Dataset entries
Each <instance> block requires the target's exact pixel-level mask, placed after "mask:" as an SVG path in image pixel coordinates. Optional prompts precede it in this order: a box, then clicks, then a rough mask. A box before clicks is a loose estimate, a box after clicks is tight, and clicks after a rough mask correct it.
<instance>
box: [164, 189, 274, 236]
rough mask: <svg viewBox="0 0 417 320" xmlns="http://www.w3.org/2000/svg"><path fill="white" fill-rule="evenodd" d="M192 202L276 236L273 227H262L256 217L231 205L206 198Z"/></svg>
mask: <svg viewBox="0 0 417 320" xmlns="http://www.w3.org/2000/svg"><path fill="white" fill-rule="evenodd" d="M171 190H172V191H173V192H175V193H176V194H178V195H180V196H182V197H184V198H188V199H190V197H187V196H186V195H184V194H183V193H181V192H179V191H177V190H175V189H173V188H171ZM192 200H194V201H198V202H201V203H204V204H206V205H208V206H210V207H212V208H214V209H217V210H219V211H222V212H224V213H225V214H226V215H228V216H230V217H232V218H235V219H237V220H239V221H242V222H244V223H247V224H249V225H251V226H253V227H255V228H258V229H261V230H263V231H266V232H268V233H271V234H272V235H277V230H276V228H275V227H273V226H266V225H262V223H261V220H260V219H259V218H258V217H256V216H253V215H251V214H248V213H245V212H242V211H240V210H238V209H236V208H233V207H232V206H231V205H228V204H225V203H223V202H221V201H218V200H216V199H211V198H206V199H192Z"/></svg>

■ **Task details**:
Format every line of the dataset entries above as a JSON list of strings, one string per line, leaving out any blank lines.

■ **Result of the exercise**:
[
  "Each <instance> block requires the target's exact pixel-level mask, placed after \"mask:\" as an SVG path in image pixel coordinates. Optional prompts precede it in this order: a box, then clicks, then a rough mask. A box before clicks is a loose estimate, a box after clicks is tight, and clicks after a rough mask correct it.",
  "<instance>",
  "box: [164, 189, 274, 236]",
  "rough mask: <svg viewBox=\"0 0 417 320\" xmlns=\"http://www.w3.org/2000/svg\"><path fill=\"white\" fill-rule=\"evenodd\" d=\"M192 202L276 236L273 227H262L256 217L231 205L206 198Z\"/></svg>",
  "mask: <svg viewBox=\"0 0 417 320\" xmlns=\"http://www.w3.org/2000/svg\"><path fill=\"white\" fill-rule=\"evenodd\" d=\"M171 190H172V191H173V192H175V193H176V194H178V195H180V196H182V197H184V198H188V199H190V197H187V196H186V195H184V194H183V193H181V192H179V191H177V190H175V189H173V188H171ZM192 200H194V201H198V202H201V203H204V204H206V205H208V206H210V207H212V208H214V209H217V210H219V211H222V212H224V213H225V214H226V215H228V216H230V217H232V218H235V219H237V220H239V221H242V222H244V223H247V224H249V225H251V226H253V227H255V228H258V229H261V230H263V231H266V232H268V233H271V234H272V235H277V230H276V228H275V227H273V226H266V225H262V223H261V220H260V219H259V218H258V217H256V216H253V215H251V214H248V213H245V212H242V211H240V210H238V209H236V208H233V207H232V206H231V205H228V204H225V203H223V202H221V201H218V200H216V199H211V198H206V199H192Z\"/></svg>"
]